Exactly as written, retype the lines that run from the line holding "point: black wetsuit" through the end of the records below. Do not include pictures.

__________________________________________________

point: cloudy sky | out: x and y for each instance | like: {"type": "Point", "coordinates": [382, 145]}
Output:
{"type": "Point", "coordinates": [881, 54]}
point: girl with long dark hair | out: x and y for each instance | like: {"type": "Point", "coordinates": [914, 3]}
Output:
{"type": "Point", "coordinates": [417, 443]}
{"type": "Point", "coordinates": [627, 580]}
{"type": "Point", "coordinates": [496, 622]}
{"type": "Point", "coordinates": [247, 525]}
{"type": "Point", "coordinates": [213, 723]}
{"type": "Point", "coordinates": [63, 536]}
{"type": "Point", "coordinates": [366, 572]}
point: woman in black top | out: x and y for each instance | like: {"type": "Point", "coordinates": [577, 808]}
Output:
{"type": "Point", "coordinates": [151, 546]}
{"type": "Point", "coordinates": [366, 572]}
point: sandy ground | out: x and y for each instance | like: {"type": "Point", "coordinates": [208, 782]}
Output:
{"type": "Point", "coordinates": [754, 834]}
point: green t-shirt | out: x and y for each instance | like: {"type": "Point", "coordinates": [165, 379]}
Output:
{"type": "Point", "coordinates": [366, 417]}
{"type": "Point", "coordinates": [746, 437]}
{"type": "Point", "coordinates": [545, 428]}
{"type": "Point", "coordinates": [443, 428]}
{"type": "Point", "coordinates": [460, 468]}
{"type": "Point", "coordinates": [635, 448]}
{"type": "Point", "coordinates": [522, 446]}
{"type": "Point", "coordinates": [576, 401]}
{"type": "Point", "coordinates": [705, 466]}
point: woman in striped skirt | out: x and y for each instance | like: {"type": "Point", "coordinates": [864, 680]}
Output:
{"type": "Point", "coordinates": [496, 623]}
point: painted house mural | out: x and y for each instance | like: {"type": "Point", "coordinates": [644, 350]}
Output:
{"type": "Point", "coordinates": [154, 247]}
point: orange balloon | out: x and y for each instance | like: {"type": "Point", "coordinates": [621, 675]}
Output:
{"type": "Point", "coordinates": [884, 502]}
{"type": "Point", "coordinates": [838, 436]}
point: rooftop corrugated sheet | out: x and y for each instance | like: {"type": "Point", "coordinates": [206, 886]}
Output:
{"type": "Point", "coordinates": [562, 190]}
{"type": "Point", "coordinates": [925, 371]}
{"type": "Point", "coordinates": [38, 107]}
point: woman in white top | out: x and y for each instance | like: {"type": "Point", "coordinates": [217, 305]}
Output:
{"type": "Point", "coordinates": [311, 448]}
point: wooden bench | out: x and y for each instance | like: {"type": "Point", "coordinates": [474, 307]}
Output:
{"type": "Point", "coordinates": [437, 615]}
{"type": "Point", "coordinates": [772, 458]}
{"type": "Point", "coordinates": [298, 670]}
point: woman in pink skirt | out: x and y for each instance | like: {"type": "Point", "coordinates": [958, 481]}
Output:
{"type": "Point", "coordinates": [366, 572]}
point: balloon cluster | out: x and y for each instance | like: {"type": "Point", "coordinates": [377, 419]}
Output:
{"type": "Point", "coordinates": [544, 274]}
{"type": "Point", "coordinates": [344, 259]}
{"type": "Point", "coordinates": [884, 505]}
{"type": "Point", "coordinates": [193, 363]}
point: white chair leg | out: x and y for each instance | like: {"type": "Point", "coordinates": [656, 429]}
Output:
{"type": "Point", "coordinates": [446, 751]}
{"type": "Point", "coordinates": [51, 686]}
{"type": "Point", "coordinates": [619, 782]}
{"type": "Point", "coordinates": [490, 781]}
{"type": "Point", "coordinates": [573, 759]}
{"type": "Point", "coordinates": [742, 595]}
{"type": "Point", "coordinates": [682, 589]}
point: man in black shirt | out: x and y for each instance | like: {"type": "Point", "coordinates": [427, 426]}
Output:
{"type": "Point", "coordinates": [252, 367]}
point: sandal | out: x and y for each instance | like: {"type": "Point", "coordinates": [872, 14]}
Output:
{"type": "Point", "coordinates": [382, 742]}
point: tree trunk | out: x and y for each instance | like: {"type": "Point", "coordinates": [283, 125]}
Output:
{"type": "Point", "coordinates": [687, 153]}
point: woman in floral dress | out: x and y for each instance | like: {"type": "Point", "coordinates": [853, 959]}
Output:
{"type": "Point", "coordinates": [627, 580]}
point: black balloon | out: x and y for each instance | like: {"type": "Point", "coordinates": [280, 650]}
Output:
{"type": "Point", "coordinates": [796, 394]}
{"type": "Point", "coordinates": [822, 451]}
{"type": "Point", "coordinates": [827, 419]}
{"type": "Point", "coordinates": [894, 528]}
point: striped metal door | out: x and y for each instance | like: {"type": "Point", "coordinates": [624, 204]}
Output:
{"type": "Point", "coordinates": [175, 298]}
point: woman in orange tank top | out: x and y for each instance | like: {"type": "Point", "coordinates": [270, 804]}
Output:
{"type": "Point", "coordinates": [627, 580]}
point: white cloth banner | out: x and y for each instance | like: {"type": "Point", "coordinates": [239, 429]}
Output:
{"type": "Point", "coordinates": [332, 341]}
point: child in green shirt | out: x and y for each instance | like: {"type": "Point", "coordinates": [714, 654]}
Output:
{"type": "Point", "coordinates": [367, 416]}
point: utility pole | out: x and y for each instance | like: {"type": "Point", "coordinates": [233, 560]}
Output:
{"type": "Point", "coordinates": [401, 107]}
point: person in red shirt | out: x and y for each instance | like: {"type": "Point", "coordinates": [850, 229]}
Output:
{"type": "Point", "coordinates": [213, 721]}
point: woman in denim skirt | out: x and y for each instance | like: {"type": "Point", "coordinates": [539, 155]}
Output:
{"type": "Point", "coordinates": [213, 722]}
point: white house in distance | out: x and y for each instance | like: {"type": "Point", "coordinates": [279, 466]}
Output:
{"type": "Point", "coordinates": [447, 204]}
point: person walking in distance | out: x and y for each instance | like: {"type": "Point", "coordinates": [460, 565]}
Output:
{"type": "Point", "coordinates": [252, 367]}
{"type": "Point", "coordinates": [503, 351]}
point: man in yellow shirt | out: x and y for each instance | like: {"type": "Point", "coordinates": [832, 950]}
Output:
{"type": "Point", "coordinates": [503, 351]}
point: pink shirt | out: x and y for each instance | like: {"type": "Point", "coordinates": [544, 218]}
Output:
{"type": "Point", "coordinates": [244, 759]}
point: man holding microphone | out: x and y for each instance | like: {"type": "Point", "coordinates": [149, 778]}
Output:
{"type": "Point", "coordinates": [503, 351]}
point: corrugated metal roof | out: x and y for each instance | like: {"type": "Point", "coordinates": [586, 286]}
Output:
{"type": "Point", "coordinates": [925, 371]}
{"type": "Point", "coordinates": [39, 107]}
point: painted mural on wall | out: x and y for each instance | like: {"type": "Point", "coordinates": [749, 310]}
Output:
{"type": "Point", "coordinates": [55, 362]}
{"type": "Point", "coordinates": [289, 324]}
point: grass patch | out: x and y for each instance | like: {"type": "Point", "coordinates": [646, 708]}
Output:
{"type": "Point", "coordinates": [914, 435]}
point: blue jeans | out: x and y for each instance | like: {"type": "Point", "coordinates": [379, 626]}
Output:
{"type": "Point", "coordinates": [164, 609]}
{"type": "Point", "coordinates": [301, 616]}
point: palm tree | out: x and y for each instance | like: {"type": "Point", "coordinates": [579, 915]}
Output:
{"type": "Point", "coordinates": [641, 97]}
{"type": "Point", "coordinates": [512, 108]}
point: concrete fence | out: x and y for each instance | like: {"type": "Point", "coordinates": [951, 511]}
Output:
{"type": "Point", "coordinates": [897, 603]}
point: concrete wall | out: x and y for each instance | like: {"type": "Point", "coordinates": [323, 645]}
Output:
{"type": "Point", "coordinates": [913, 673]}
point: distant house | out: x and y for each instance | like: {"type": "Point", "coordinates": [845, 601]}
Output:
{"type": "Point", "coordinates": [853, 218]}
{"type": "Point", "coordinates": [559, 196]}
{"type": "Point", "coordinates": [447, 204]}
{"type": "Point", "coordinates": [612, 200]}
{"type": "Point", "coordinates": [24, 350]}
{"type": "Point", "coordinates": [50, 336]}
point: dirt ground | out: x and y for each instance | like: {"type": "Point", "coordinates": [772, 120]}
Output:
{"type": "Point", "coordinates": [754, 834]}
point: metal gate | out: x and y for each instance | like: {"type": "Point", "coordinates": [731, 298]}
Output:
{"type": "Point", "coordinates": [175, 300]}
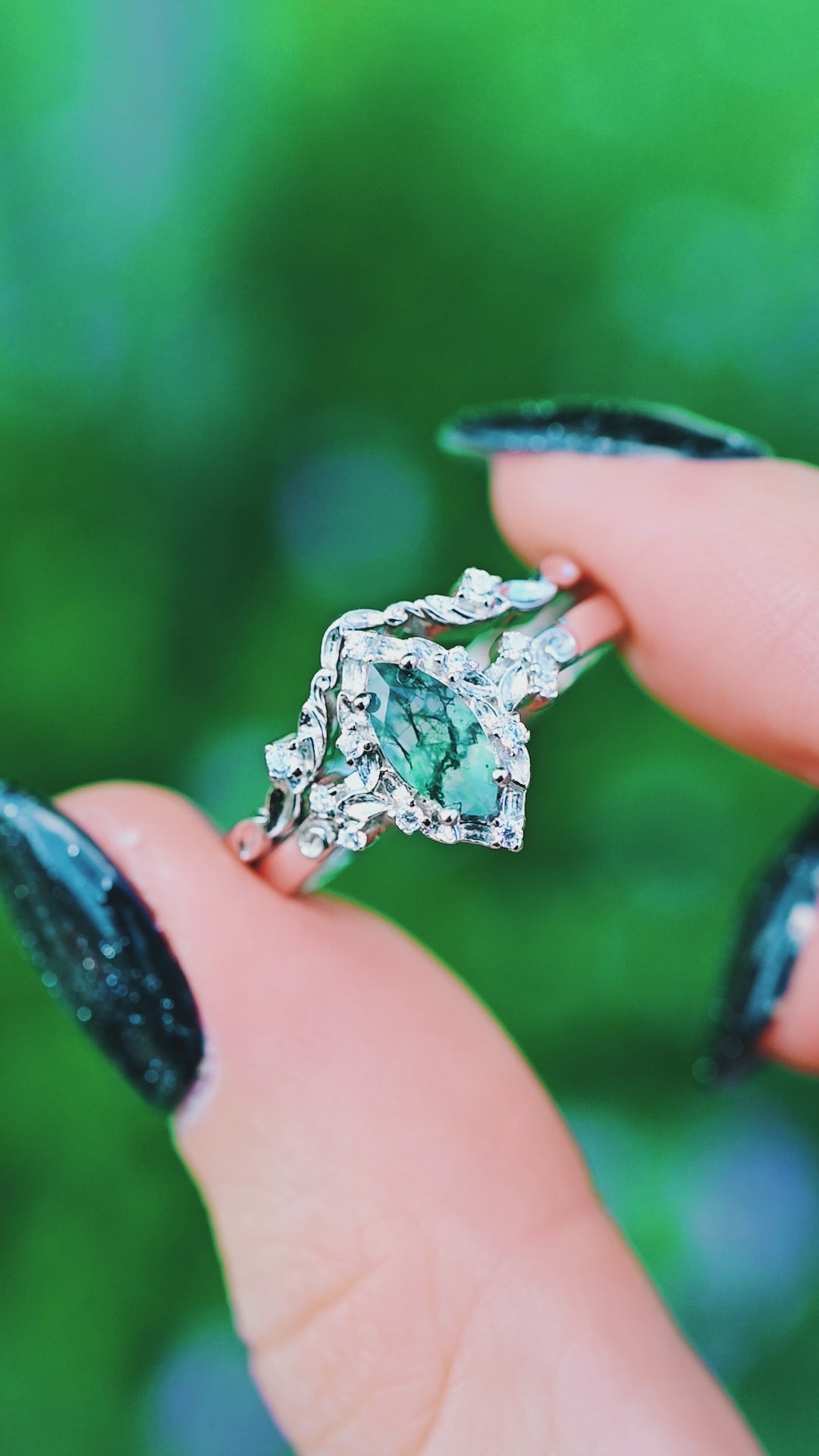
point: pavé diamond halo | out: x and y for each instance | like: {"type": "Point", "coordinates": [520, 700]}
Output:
{"type": "Point", "coordinates": [401, 728]}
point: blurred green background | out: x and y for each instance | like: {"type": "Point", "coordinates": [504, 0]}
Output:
{"type": "Point", "coordinates": [253, 253]}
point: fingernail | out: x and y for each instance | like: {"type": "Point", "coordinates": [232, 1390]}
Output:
{"type": "Point", "coordinates": [595, 427]}
{"type": "Point", "coordinates": [776, 927]}
{"type": "Point", "coordinates": [98, 949]}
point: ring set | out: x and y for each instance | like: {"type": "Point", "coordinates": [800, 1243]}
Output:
{"type": "Point", "coordinates": [403, 730]}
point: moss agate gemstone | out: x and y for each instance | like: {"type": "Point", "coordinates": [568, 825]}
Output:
{"type": "Point", "coordinates": [433, 740]}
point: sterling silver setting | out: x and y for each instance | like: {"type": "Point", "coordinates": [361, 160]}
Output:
{"type": "Point", "coordinates": [333, 786]}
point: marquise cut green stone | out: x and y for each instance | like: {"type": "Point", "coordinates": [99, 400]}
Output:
{"type": "Point", "coordinates": [433, 740]}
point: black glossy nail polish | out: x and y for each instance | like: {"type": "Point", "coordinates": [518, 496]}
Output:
{"type": "Point", "coordinates": [96, 946]}
{"type": "Point", "coordinates": [595, 427]}
{"type": "Point", "coordinates": [777, 924]}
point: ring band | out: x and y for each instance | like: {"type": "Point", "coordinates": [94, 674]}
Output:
{"type": "Point", "coordinates": [404, 730]}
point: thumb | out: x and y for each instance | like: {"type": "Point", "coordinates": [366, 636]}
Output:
{"type": "Point", "coordinates": [410, 1239]}
{"type": "Point", "coordinates": [716, 568]}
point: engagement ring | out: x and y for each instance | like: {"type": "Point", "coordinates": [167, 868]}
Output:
{"type": "Point", "coordinates": [403, 728]}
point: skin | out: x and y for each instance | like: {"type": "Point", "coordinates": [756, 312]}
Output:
{"type": "Point", "coordinates": [411, 1244]}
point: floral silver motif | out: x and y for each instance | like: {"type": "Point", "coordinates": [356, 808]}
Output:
{"type": "Point", "coordinates": [331, 783]}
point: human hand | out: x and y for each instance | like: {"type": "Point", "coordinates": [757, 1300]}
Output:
{"type": "Point", "coordinates": [413, 1250]}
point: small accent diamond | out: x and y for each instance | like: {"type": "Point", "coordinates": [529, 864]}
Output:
{"type": "Point", "coordinates": [289, 761]}
{"type": "Point", "coordinates": [350, 837]}
{"type": "Point", "coordinates": [353, 742]}
{"type": "Point", "coordinates": [507, 833]}
{"type": "Point", "coordinates": [477, 588]}
{"type": "Point", "coordinates": [512, 731]}
{"type": "Point", "coordinates": [322, 800]}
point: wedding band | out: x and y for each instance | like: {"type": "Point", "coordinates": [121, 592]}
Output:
{"type": "Point", "coordinates": [403, 730]}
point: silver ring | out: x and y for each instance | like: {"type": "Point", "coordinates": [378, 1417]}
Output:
{"type": "Point", "coordinates": [403, 730]}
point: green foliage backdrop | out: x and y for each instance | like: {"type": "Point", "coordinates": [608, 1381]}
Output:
{"type": "Point", "coordinates": [251, 254]}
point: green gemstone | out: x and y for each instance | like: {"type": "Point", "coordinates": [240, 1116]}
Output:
{"type": "Point", "coordinates": [433, 740]}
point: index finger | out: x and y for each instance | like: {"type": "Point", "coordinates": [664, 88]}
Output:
{"type": "Point", "coordinates": [716, 566]}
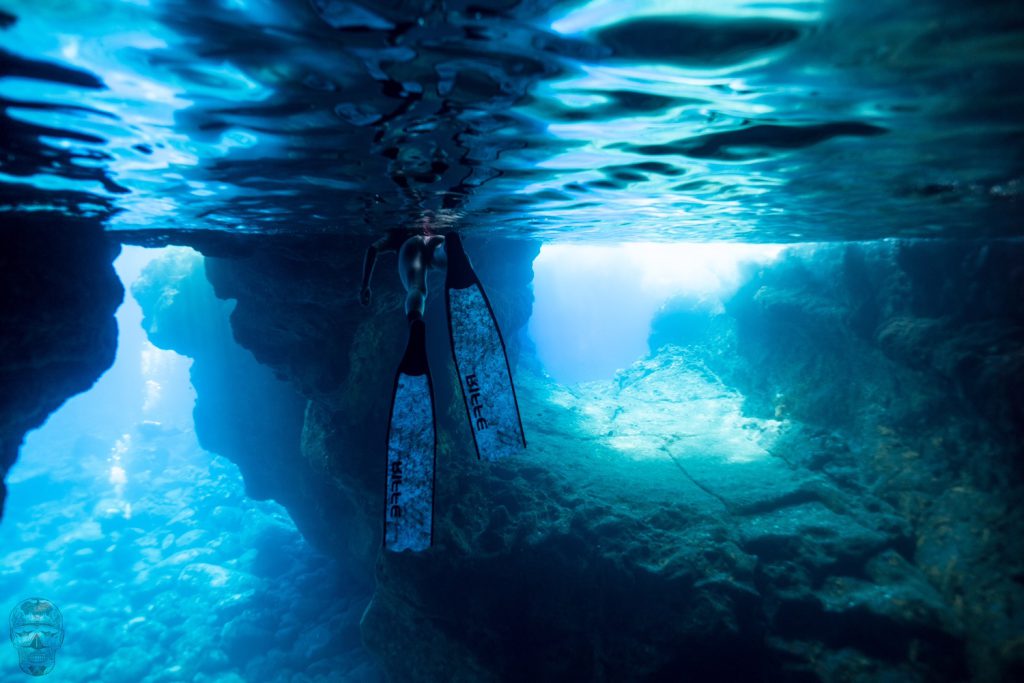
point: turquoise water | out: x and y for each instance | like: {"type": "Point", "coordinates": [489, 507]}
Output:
{"type": "Point", "coordinates": [602, 120]}
{"type": "Point", "coordinates": [755, 413]}
{"type": "Point", "coordinates": [164, 568]}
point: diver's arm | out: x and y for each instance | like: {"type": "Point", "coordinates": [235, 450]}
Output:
{"type": "Point", "coordinates": [368, 269]}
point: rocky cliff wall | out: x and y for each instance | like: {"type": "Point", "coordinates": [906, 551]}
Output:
{"type": "Point", "coordinates": [56, 317]}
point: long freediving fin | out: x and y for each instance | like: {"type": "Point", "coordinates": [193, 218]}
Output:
{"type": "Point", "coordinates": [480, 359]}
{"type": "Point", "coordinates": [411, 449]}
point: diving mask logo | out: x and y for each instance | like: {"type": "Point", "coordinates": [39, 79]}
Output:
{"type": "Point", "coordinates": [37, 633]}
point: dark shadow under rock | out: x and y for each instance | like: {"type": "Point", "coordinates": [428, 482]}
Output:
{"type": "Point", "coordinates": [60, 293]}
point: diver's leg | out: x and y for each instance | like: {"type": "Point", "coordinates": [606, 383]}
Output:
{"type": "Point", "coordinates": [412, 269]}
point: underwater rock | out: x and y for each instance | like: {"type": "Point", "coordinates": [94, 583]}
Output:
{"type": "Point", "coordinates": [899, 365]}
{"type": "Point", "coordinates": [242, 411]}
{"type": "Point", "coordinates": [60, 294]}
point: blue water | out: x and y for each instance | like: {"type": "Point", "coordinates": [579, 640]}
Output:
{"type": "Point", "coordinates": [163, 568]}
{"type": "Point", "coordinates": [605, 120]}
{"type": "Point", "coordinates": [666, 156]}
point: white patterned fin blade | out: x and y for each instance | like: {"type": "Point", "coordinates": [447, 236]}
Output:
{"type": "Point", "coordinates": [483, 372]}
{"type": "Point", "coordinates": [409, 509]}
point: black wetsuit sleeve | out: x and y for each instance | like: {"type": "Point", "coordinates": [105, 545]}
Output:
{"type": "Point", "coordinates": [389, 243]}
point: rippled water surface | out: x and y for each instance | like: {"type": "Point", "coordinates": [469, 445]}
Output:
{"type": "Point", "coordinates": [688, 119]}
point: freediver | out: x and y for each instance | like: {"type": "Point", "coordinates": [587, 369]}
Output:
{"type": "Point", "coordinates": [480, 363]}
{"type": "Point", "coordinates": [419, 251]}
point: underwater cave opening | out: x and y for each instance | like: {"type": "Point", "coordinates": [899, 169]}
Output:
{"type": "Point", "coordinates": [594, 304]}
{"type": "Point", "coordinates": [119, 516]}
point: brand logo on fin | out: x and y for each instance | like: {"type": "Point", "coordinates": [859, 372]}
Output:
{"type": "Point", "coordinates": [395, 494]}
{"type": "Point", "coordinates": [475, 407]}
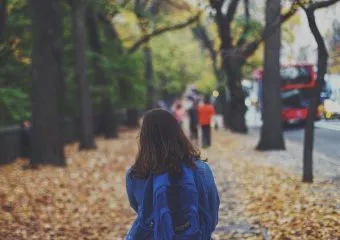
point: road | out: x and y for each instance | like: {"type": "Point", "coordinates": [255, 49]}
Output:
{"type": "Point", "coordinates": [327, 140]}
{"type": "Point", "coordinates": [327, 134]}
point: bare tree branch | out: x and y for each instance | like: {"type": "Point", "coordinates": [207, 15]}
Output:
{"type": "Point", "coordinates": [179, 6]}
{"type": "Point", "coordinates": [246, 28]}
{"type": "Point", "coordinates": [252, 46]}
{"type": "Point", "coordinates": [322, 4]}
{"type": "Point", "coordinates": [126, 2]}
{"type": "Point", "coordinates": [159, 31]}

__________________________________________________

Solution
point: black wetsuit sleeve | out: x and y for each instance | like: {"type": "Point", "coordinates": [105, 545]}
Output:
{"type": "Point", "coordinates": [389, 243]}
point: rippled water surface | out: x and y for each instance | like: {"type": "Point", "coordinates": [469, 445]}
Output:
{"type": "Point", "coordinates": [688, 119]}
point: freediver | out: x and y for each instance | like: {"type": "Point", "coordinates": [587, 369]}
Output:
{"type": "Point", "coordinates": [480, 363]}
{"type": "Point", "coordinates": [419, 251]}
point: underwater cave opening | out: x and y for each instance | like: {"type": "Point", "coordinates": [899, 169]}
Output:
{"type": "Point", "coordinates": [594, 304]}
{"type": "Point", "coordinates": [119, 516]}
point: brand logo on fin | out: x and y for each instance | like: {"type": "Point", "coordinates": [859, 372]}
Output:
{"type": "Point", "coordinates": [395, 494]}
{"type": "Point", "coordinates": [475, 407]}
point: road | out: x and y for each instance | like: {"type": "Point", "coordinates": [255, 49]}
Output:
{"type": "Point", "coordinates": [327, 140]}
{"type": "Point", "coordinates": [327, 134]}
point: bare tree branch | out: x and y for each instance | like: {"type": "Point", "coordinates": [207, 15]}
Output:
{"type": "Point", "coordinates": [179, 6]}
{"type": "Point", "coordinates": [246, 28]}
{"type": "Point", "coordinates": [252, 46]}
{"type": "Point", "coordinates": [322, 4]}
{"type": "Point", "coordinates": [126, 2]}
{"type": "Point", "coordinates": [159, 31]}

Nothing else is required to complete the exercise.